(PAGE EXTRACT):
•••
Sunday, July 27, 2014

Audience

Today I am audience.

At The Metropolitan Community Church of Toronto, this morning, Joe will be making his first appearance in the choir. During the summer, with the regular choir taking holidays, they ask for congregation members to step up, step in and sing. Joe has a lovely voice and he sang in a choir for nearly 10 years when we lived in Quebec, so he volunteered. He's been to the practise and he's ready to go. He'll be singing in both the 9 and 11 o'clock services. The 11 can be watched live on their website and I think it's available for a few days afterwards too - for those of you who want to see his shining face set ablaze with song.

For me, this is great. Joe's always in the audience at my lectures, I now get to return the favour. We had a rough time getting WheelTrans booked for this, as it ends up they can get us there but can't get us back. So we decided that we'd make our way to the nearest accessible subway stop, which is a long walk, but I so didn't want to miss this experience.

During the whole time we were attempting to get a ride there was never a thought of 'oh well, I can just watch it on line.' We've learned as a couple, that if we want to do what we want to do, we have to consider my disability and then figure out how to work things out. It's never really the disability that's the issue, it's thinking of a creative solution as to how to make our life work the way we want it to work. It helps that Joe hasn't grown tired of the constant nature of  'disability deductive thinking' - he, like me, remains determined to make things happen the best way we can.

This doesn't mean that we're 100 percent successful or that we don't run into issues that we just can't figure through - but it means that haven't let those times influence the NEXT time. We haven't learned to just 'give up' yet.

I fear that.

Because it's tempting.

But, for today, we've got it figured, and I get to go and ...

be audience.

Saturday, July 26, 2014

Tea Pee

The last thing, the very last thing, I do before I travel is pee. Even if I don't have to, even if I have to wring the bladder out, even if I haven't had a tea in a couple of hours, I go pee. I'm over sixty, I'm a wheelchair user who travels strapped to the floor of a van. I go pee. When we left Harrisburg to make the drive home, I did the deed, because it's ritual but also because I'd just done a lecture and I'd had a cup of tea, taken in quick sips, as I talked.

We got to the van, got me in, strapped me down, loaded the van with luggage and bags and bags of stuff from shopping. About three hours in to the trip I began to suspect that I wasn't going to make the full seven hours home without stopping at a 'rest stop' which is just a nice way of saying 'pee palace.' Our route took us through a lot of countryside so I just had to focus on something else.
•••
(DATA FOR PROCESSING):
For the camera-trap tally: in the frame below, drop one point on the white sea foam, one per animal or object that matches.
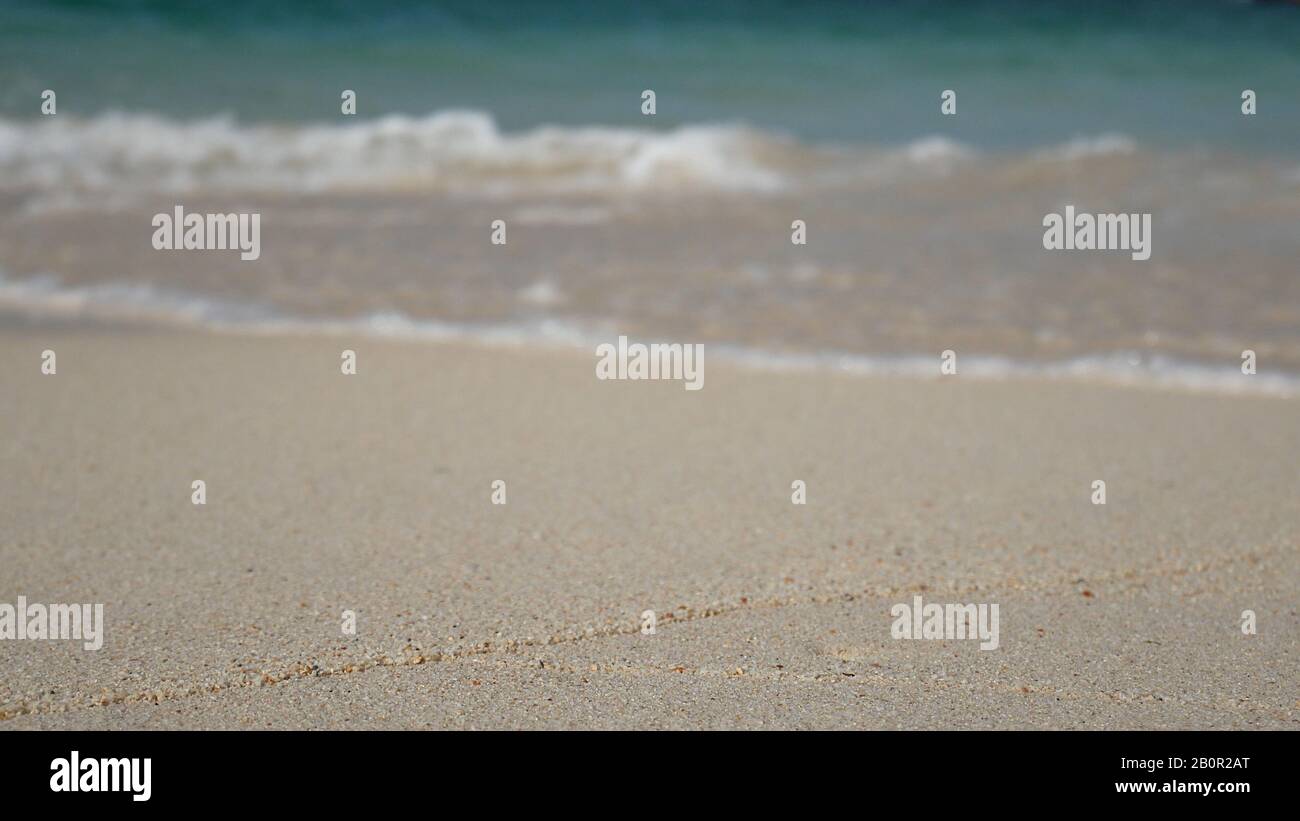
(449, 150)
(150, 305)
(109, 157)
•••
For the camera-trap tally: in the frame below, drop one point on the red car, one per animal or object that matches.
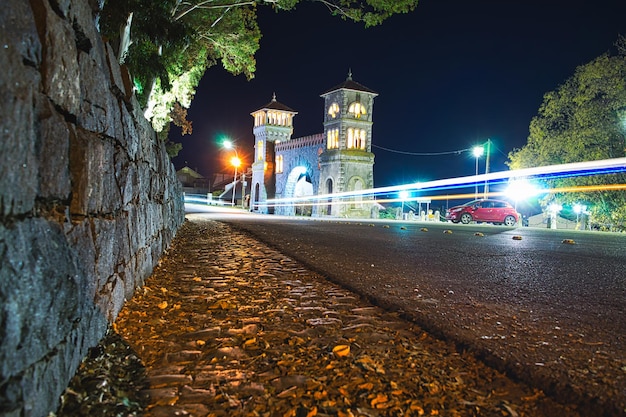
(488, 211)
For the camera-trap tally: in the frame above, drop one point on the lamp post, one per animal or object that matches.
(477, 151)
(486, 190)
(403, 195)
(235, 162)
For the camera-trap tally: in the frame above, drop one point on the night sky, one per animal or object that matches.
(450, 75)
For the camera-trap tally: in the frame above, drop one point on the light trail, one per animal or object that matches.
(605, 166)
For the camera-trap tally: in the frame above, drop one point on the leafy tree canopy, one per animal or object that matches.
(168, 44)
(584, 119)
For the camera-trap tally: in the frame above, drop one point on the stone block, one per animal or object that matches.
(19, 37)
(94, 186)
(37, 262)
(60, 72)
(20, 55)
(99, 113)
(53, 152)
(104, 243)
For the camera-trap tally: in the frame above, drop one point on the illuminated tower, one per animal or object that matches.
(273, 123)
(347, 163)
•••
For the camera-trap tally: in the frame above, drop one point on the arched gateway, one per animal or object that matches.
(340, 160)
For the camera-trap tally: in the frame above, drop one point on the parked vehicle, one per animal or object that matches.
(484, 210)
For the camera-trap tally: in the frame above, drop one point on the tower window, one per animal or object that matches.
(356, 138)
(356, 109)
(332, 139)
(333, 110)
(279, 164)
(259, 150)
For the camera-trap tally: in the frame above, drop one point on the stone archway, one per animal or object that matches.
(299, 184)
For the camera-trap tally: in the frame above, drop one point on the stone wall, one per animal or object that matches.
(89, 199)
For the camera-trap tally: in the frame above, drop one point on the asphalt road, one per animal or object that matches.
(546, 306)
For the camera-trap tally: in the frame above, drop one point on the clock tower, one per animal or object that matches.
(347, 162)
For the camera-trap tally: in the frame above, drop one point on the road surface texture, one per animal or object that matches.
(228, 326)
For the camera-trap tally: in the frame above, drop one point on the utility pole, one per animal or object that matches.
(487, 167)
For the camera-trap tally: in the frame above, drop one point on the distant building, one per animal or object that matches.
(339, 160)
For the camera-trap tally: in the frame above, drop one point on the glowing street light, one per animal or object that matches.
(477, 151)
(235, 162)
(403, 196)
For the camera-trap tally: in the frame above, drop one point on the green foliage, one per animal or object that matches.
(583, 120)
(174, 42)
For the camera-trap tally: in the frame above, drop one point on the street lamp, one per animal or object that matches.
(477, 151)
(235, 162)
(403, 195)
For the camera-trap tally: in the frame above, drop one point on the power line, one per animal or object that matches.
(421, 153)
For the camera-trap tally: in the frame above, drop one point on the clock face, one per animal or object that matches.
•••
(SET TASKS):
a: According to the blog entries, how long did Joe sing in a choir when the couple lived in Quebec?
b: Copy out the part of the rows that opens with the line containing "light, one per animal or object that matches." and closes with the line containing "face, one per animal or object that matches.".

(SOLUTIONS PER TASK):
a: Nearly 10 years.

b:
For the camera-trap tally: in the frame above, drop one point on the glowing street light, one per animal or object that matches.
(477, 151)
(235, 162)
(403, 196)
For the camera-trap tally: in the frame above, drop one point on the green foliage, one per animal or object that matches.
(583, 120)
(174, 42)
For the camera-trap tally: in the frame above, drop one point on the street lamp, one per animal or object that matches.
(477, 151)
(235, 162)
(403, 195)
For the camera-trap tally: in the frame above, drop one point on the power line, one per animal or object that matches.
(421, 153)
For the camera-trap tally: in the frame above, drop one point on the clock face, one per animal or object that matches.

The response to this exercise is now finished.